1,5 ay sonra özledim dedi bana, ilk ben dedim şaşırtmadı, birkaç şey söylesene bana, söylecekmiş nelerse. kesin söylemez. ona o kadar dürüst bir defter tutmuştum, bana yazdığı birsürüRRü şey varmış ama vermedi, karşılığında değil ama ben vermişken bile vermedi. kendini kötü bir duruma sokarmış, 24/7 bad trippy.

koyan şeyler: o kadar mükemmel kişilerdi ki hayalimde şimdi nerden bulacağım toparlayacağım bir araya, kırık kalpli biriyim, ve pasaport fotoğrafım seni korkuttu mu facebook çalışanı uygar, bad karma, bad bad not good karma, wu tang clan'lı headerım da kayıp şimdi, al münasip yerlerine ovuştur instagram, sana böyle seslenmesem ii insan bile değilsin, haysiyetsizsin. sinirliyim ama her şeyde hayır var behance inşallah 2-3 yıla instagramı solda sıfır bırakır, aşırı kaliteli arayüzlü ve vizyoner bir ortam, keşke bir sürü kankim olsa ordan (+.+) keşke. uhuffff....


26 Haziran 2020 Cuma

geleceği beklerken geçmişle araya ne koysam sorunsalı




ne zaman nasıl neyi yazarsam yazayım kendim için yazıyorum. cebimdeki taşları boşaltmadan çoğunlukla

ağırlığıyla batsam ya

hayır
hayır
batmak yok yüzeye yüzüyorum kalan son nefesimle evet diyorum yüzey ne kadar da yakın
ver tüm nefesini birazdan gelecek yeni taze bir nefes ve hoooop deniz üstünde yeni bir deniz. ya da bazen deniz üstü hava ama oksijensiz
şaka şaka diyesim geliyor umutsuzluğa kapılmış gibi olunca
aklıma biri gelicekse elim sana gitmeyi kafandan çıkar

the blaze avrupa yakası karabuğdayın en güzel hali sabah mırıltısı aliş gıcık  uyku kaçar ağlama krizi sokulmak avunmak anı kurtarmak sonraki anı daha da mahvetmek sabaha karşı soğukta sessizce eve dönmek sarılıp ısınmak tamlık eksiklik hissi björk mon roi gülme krizi kendini sorgulamak çok bağırarak boş konuşmak sabah ne yesem bozuk param var mı dersim kaçta iyi geceler kardom görüşürüz apartman sessizliği kapıdaki köpek arabanın dışarıdan soğuk olması titremek başına şapka geçirip uyumak kömür saçlar ve tırnak araları saç kremi kokuları


25 Haziran 2020 Perşembe

hedodan dünyaya

etnik çığlıklar
isterim dünyaya elim dokunsun
her çocuk bilsin beni
burada bir hedo vardı
bizim için gelmişti
şehrimize gezgin festival gibi
hep hatırlarız onu
gülerek ve bombeleşmemiş karınlarla
mutlu ve yerinde kafalarımızla
hepimizi çok sevdi
biz de onu sevdik teşekkür olarak desinler
isterim bilinmeden gittiğimde
bilinerek dönmeyi
bir gülücükle
bir hoşça kalarak gitmeyi

14 Haziran 2020 Pazar

mutsuzum mutsuzum mutsuzum mutsuzum mutsuzum bunu nasıl anlatabilirim mutsuzum

kimse yok dinleyecek ve aslında anlatırsam var yan kulakla dinleyecek
ama anlatmak istemiyorum
bir yer arıyorum varmak için yol bomboş ve bugün ters şeritte gitmem gibi önüme bir anda ışıklar çakacak bomboş
ama anlatmak istiyorum
olmayan birine. kimse kimsenin ruhsal çöküntülerini dinlemez. eğer kalbini parçalayıp ona verecek kadar bağlı değilse. böyle birine de hayatımda yer yok. böyle biri de lafta parçalar kalbini yine de dinlemez seni sadece kalbini parçalama eylemi ona ne kadar cesuryüce gönüllü olduğunu hatırlatacağı için egosu yaptırır işte bu parçalama eylemini. kalbini kendisi için parçalar. kendine ilham olsun diye. iki gün sonra ghostlar kalbini verdiği kişiyi. o kadar akıllandım ki kalbini parçalayacak insanlara karşı. hem, hem, hem neden NEDEn ona anlatayım ki. hem hem hem neden bunları lafa dökeyim ki. neden kafamın içindeki dişlilerde dönüp durmakla kalmasınlar ki. sadece rahatsızım derim dahil üstümdeki her şey beni irrite ediyor. bağlar ve destekler. ipler ve dikişler. ipek ve kanvas. kim istemez ki bir ketenin üstünde eğrilip büğrülür, yoğurulup kurulup, uzanıp kısalıp sırtını kaşımak. ben isterim şuan o kadar kaşınıyorum ki. nörolojik egzemaya gidecek kadar kaşınıyorum eğer bu kadar sevmesem derimi parçalamaz mıydım binparçaya


gelecek harika gelecek kimse farkında değil her şey o kadar iyi olacak ki.

▶ İncelenecek veriler
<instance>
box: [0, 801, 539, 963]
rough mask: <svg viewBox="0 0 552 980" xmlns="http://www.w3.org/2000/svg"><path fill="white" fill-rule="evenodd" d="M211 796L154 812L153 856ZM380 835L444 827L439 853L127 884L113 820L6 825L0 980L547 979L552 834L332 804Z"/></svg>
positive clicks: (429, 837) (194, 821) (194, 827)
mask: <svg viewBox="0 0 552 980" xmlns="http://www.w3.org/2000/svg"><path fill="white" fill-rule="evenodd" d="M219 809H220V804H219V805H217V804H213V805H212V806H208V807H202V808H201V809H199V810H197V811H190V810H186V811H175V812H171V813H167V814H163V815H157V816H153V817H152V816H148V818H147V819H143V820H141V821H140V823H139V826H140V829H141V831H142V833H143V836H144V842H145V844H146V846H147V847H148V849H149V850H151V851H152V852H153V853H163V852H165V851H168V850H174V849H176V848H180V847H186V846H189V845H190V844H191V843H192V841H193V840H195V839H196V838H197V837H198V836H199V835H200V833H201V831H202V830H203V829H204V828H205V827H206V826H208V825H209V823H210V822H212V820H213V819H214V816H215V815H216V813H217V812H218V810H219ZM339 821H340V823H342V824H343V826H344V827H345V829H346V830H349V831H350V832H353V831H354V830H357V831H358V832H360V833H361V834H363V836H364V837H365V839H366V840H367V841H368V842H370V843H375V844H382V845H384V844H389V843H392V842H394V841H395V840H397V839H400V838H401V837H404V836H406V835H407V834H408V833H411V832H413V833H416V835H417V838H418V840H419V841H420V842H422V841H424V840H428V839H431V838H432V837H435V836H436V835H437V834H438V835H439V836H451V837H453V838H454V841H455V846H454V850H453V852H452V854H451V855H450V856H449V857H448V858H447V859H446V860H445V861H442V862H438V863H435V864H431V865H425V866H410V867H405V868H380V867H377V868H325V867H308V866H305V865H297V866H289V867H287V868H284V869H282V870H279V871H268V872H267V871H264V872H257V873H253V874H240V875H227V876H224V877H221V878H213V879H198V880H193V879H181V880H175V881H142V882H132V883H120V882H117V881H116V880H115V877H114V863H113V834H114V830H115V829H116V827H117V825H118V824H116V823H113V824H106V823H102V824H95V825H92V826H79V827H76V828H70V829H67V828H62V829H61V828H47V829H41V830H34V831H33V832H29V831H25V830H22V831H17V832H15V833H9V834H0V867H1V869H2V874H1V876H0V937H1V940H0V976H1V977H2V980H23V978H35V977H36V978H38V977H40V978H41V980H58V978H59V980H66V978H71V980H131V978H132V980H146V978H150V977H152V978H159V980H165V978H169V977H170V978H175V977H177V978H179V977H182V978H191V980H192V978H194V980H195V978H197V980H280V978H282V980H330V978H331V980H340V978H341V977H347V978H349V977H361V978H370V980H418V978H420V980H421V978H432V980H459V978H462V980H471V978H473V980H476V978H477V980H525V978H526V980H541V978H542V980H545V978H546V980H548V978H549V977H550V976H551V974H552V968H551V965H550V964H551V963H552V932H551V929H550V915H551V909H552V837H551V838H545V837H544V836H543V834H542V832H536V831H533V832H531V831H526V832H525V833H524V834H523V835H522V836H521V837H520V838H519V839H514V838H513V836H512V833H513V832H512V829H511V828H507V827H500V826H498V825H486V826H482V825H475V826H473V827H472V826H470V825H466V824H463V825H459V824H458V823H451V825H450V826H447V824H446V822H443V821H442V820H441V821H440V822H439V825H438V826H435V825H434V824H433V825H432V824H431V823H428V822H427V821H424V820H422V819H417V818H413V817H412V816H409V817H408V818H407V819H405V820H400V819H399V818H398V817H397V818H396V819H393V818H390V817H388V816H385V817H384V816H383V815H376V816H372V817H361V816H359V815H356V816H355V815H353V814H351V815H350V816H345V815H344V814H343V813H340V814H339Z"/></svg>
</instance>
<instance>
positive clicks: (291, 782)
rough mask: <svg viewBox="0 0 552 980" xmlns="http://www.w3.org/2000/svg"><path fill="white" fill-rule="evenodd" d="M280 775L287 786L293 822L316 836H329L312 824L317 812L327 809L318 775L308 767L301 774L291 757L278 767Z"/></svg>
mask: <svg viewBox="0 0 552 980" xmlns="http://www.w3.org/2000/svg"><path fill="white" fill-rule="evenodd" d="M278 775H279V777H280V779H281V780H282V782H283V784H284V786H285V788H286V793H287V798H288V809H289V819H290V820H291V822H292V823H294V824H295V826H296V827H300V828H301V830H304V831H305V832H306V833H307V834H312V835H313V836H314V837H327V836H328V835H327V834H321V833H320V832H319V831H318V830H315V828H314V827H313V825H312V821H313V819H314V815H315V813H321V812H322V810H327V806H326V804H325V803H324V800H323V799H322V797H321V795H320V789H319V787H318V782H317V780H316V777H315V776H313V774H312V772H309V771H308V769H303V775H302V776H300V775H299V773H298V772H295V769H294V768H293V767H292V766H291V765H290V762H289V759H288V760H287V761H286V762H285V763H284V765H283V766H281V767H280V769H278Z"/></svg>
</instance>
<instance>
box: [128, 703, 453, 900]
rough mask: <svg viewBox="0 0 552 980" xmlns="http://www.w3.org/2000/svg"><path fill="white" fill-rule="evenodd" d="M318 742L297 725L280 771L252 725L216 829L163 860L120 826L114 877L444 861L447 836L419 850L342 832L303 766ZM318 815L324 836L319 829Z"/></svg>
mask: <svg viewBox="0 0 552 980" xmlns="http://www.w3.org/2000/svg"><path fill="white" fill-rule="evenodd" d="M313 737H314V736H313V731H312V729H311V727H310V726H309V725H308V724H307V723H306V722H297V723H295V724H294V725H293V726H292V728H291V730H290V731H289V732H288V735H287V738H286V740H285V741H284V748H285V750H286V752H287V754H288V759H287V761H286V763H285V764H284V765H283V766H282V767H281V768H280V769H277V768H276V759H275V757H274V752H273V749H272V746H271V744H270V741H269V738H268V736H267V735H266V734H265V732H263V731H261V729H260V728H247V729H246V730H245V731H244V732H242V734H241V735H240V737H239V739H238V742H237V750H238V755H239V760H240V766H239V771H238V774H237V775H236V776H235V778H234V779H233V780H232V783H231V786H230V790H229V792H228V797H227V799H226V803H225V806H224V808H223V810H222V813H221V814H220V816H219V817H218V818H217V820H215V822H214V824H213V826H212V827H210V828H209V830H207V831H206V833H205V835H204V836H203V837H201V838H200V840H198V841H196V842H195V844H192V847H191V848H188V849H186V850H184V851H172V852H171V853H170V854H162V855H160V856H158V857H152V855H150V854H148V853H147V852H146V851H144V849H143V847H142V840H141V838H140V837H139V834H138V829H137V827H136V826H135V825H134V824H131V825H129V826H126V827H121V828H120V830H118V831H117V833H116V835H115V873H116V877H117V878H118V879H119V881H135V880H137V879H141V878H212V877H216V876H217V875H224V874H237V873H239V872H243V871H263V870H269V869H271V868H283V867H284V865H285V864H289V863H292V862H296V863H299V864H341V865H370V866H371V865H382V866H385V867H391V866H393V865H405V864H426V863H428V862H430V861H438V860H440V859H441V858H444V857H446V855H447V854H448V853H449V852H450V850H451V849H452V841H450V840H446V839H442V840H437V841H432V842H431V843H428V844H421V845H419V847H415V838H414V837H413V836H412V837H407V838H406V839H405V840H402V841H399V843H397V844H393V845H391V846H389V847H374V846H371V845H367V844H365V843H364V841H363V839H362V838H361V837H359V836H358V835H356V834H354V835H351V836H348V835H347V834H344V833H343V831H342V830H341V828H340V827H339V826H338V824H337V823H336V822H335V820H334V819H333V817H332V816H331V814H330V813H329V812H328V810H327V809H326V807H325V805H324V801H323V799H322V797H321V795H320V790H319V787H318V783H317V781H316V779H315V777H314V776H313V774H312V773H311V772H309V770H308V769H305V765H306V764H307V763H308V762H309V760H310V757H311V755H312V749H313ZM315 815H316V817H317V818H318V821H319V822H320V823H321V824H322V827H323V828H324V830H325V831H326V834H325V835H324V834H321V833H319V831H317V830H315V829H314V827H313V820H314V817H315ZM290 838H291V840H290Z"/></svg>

▶ Alıştırmanın amacı
Seçilen alıntıya göre şu soruları yanıtlayın:
(a) 26 Haziran 2020 Cuma tarihli yazının başlığı nedir?
(b) "hedodan dünyaya" şiirinde hedo şehre neye benzetilerek gelmiştir?
(c) Behance'in instagramı kaç yıl içinde solda sıfır bırakması umuluyor?

▶ Görev yanıtı
(a) "geleceği beklerken geçmişle araya ne koysam sorunsalı"
(b) Gezgin bir festivale
(c) 2-3 yıl içinde